Resize everything from the line containing "Place one keypoint on each instance of the floating" down to the end of the rows, and give all those lines again with the requests, including their sample coordinate pairs, left as they are. Multiply each answer keypoint coordinate by 0.65 and round it to a whole number, with halves rounding up.
———
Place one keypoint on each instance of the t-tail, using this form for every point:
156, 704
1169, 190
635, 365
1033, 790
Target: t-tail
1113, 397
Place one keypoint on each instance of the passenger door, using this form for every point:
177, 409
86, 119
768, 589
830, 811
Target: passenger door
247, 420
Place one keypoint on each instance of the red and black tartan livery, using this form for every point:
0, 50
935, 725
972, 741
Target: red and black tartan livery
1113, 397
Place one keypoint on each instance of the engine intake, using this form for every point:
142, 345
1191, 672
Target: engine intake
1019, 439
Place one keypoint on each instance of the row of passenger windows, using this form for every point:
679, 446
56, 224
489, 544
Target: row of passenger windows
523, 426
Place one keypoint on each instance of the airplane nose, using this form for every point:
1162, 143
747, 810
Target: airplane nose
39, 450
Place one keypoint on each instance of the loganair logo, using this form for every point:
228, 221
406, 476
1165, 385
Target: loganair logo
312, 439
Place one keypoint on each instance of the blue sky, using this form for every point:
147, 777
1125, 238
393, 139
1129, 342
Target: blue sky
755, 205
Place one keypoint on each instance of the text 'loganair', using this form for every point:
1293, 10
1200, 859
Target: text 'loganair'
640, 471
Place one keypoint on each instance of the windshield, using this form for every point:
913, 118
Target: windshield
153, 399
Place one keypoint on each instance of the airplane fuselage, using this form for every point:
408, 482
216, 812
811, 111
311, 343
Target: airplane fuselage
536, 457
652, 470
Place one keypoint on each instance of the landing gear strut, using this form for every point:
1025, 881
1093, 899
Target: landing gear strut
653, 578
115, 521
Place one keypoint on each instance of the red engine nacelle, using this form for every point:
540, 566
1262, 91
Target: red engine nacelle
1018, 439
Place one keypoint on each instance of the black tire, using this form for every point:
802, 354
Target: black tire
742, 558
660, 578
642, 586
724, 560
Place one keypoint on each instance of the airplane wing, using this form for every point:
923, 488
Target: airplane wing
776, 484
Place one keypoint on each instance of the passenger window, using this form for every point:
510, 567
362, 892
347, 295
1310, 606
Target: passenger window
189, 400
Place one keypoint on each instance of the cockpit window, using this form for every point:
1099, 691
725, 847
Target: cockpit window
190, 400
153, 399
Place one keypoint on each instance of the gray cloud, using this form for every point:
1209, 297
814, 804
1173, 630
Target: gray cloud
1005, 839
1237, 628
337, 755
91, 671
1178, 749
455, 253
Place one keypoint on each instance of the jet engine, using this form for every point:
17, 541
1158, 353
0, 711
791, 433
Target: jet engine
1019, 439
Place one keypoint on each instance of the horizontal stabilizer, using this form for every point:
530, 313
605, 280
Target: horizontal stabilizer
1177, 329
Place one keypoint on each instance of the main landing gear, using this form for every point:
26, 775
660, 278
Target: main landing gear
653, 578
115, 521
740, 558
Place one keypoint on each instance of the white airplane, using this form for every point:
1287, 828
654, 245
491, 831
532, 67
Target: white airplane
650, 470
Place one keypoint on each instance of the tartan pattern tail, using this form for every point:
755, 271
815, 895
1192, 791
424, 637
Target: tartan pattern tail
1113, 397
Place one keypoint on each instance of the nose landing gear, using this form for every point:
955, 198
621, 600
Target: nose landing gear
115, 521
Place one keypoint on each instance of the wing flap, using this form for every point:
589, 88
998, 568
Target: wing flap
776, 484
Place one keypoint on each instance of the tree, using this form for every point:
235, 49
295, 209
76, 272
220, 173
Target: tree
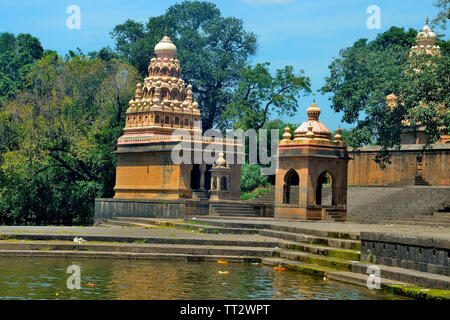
211, 48
364, 74
60, 131
16, 56
443, 15
259, 93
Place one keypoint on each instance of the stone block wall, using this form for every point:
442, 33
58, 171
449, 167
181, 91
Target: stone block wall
419, 253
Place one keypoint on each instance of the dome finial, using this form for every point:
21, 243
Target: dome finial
313, 111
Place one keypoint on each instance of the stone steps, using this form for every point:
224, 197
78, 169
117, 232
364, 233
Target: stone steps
199, 227
423, 279
261, 225
314, 259
310, 239
127, 255
143, 248
232, 209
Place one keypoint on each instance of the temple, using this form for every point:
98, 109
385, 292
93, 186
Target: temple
305, 164
412, 164
161, 116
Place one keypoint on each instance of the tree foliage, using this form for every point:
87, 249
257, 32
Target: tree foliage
211, 48
365, 73
59, 135
16, 57
259, 93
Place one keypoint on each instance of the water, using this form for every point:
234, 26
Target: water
45, 278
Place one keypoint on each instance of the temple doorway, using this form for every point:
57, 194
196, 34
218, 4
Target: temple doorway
324, 189
195, 177
291, 187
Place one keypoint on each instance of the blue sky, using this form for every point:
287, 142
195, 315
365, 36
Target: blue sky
304, 33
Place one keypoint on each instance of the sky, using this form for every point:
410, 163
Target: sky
306, 34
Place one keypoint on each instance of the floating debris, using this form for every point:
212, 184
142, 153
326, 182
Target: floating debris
79, 240
222, 272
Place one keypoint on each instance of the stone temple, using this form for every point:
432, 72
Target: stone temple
161, 116
412, 164
305, 164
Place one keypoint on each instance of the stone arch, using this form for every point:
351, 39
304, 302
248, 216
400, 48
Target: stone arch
———
WORKED SOLUTION:
Place one keypoint on each instance of the floating debris, using this form for every point:
212, 184
142, 153
326, 182
Target: floating debris
51, 156
144, 177
Place one keypoint on each instance of the stone temple, using this form for every point:
432, 72
Target: stone temple
105, 75
268, 107
198, 107
Place one keypoint on each instance of the stone arch, using this form for every point:
351, 39
304, 302
248, 216
400, 48
Target: stone arch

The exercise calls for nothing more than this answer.